** begin Stored records **
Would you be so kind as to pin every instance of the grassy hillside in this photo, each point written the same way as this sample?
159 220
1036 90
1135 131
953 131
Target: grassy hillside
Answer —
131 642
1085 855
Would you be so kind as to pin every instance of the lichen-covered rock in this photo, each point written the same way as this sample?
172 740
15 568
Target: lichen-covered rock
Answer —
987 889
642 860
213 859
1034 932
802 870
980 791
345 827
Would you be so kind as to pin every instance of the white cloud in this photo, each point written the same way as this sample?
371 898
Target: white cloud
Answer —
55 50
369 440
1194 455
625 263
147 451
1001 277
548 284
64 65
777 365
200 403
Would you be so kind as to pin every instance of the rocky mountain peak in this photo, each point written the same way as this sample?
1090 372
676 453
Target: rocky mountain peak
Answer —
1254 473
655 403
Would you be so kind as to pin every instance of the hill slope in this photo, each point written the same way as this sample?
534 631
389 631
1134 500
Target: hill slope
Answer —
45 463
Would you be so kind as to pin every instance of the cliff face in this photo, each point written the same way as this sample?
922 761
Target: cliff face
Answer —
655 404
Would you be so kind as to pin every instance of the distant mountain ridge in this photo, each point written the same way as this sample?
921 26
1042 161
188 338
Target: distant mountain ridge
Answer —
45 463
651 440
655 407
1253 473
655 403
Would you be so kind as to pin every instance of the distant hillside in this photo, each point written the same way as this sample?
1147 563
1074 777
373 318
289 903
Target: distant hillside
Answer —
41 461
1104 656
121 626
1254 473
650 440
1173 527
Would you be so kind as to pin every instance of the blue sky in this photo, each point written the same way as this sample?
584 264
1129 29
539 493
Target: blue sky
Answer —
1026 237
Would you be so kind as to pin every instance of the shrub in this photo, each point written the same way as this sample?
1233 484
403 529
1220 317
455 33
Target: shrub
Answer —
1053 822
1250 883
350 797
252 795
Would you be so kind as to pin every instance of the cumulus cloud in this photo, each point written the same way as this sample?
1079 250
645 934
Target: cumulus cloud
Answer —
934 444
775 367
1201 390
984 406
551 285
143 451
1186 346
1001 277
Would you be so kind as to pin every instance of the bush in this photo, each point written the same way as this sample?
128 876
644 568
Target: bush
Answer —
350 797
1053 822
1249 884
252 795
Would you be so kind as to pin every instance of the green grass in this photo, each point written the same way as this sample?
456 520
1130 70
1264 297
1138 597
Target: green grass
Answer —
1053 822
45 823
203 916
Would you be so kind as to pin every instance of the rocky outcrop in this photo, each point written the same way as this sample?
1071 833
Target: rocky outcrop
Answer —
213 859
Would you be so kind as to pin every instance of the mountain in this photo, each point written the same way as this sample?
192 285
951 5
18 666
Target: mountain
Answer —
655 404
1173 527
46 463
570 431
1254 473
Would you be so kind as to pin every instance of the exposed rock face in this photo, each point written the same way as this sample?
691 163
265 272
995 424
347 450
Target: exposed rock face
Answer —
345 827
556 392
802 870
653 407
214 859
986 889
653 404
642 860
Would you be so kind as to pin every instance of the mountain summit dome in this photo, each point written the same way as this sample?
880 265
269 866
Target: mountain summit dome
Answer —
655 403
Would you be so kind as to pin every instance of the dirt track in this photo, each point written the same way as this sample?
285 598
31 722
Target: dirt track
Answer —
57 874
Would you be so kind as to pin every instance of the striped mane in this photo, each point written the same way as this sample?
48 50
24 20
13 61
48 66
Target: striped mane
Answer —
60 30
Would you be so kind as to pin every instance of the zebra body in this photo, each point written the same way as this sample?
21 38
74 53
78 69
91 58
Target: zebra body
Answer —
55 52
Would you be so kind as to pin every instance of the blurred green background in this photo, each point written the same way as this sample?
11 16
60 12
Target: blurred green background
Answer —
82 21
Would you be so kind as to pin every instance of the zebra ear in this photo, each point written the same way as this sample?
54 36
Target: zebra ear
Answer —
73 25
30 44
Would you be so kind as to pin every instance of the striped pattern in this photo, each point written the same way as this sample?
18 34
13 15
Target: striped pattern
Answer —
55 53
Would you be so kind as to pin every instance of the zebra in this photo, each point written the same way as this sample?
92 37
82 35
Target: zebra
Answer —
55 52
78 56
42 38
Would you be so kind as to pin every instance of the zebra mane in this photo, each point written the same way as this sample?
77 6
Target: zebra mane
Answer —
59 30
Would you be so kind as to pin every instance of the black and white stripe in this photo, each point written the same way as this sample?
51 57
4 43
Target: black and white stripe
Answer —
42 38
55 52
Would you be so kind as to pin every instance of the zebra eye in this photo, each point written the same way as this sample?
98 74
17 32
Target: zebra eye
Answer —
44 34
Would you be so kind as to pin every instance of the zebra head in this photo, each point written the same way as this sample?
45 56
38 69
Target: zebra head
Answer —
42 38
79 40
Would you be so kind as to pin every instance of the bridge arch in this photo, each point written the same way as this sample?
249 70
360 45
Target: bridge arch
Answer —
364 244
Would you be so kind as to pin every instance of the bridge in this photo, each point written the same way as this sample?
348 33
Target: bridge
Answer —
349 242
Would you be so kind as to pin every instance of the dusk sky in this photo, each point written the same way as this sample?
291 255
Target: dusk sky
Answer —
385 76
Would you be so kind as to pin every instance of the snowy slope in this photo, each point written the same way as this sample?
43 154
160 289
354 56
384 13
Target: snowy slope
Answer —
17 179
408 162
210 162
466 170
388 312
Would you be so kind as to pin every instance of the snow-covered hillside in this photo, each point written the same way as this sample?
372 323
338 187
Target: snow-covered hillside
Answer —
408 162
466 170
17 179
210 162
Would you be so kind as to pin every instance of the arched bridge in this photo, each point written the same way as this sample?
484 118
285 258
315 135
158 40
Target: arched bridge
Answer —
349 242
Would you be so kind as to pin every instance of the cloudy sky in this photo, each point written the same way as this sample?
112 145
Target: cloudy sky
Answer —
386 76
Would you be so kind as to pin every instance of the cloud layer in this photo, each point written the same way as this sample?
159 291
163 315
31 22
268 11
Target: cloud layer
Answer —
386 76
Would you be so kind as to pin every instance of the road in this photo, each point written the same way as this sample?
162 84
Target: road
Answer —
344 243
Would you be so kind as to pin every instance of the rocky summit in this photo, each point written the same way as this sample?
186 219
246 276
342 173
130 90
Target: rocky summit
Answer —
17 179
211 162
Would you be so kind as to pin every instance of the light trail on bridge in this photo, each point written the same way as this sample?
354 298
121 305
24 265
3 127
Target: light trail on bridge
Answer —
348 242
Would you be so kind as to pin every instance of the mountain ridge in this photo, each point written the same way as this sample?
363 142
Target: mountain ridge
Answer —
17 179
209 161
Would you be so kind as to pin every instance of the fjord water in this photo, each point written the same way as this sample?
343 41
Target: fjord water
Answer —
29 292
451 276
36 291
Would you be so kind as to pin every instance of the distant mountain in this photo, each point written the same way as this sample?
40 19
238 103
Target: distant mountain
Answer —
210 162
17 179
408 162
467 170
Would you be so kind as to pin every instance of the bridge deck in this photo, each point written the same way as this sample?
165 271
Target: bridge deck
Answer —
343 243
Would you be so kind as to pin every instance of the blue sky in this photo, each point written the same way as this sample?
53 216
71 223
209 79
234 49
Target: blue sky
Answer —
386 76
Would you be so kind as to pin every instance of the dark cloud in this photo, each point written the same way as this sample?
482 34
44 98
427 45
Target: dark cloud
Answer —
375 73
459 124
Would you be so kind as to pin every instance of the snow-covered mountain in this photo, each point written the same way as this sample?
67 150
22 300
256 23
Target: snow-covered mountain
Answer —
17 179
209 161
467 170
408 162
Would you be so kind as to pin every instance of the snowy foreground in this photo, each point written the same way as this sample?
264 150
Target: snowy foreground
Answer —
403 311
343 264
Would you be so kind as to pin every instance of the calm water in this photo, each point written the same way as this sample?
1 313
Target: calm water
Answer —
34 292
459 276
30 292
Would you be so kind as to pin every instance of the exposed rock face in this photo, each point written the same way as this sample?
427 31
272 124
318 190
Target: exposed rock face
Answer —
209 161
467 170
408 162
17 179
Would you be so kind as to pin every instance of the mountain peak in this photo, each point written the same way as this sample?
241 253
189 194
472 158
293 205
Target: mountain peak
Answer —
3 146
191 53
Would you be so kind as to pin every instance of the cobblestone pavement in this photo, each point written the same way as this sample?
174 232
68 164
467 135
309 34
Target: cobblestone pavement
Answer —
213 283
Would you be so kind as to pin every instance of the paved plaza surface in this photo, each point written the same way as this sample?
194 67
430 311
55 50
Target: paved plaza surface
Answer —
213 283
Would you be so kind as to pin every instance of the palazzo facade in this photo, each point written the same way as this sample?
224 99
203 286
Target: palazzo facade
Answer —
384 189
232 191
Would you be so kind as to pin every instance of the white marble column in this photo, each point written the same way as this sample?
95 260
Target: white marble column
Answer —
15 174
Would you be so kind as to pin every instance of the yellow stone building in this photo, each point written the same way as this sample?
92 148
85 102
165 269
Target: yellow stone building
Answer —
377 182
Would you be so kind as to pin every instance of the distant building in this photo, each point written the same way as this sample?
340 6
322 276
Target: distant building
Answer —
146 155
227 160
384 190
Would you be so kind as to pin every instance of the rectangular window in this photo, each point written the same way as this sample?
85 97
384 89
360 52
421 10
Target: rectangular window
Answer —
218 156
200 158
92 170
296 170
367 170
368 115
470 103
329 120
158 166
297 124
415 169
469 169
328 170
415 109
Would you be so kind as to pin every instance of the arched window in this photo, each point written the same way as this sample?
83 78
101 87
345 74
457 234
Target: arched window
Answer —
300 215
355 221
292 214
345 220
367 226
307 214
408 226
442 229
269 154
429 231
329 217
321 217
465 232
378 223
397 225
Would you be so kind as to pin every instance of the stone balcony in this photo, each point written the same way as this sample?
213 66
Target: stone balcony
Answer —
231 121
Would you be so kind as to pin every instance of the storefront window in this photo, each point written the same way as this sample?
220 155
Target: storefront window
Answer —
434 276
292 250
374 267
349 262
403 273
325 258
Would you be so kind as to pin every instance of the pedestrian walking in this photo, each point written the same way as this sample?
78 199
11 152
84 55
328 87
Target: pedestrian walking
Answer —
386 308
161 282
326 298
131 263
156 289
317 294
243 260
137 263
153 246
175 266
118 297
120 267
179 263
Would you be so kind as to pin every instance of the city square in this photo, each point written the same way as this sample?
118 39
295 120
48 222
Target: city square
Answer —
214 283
** end Stored records **
Exercise
Take the line in which "of the stone" occurs and each subsequent line through the end; give these lines again without alteration.

Output
Would you be so kind as to pin every instance of the stone balcony in this photo, each point written the same way as this sample?
213 66
Target: stone balcony
Answer —
231 121
Would you be so kind as to pin every instance of the storefront window in this photo, each point written the same way as this sample?
220 155
Target: storefront window
Answer —
434 276
292 250
374 267
349 262
403 273
325 258
Would you be so kind as to pin every instance of the pedestrian walking in this photo, each point written the same way as this sample?
78 199
11 152
84 55
328 87
Target: pedestrian walking
Answer —
386 308
161 282
326 298
131 263
156 289
317 294
243 260
137 263
153 246
175 266
118 297
120 267
179 263
Would you be so kind as to pin every instance of the city square in this photo, each point written the same way as this sample?
118 39
295 120
48 222
Target: city square
Answer —
214 283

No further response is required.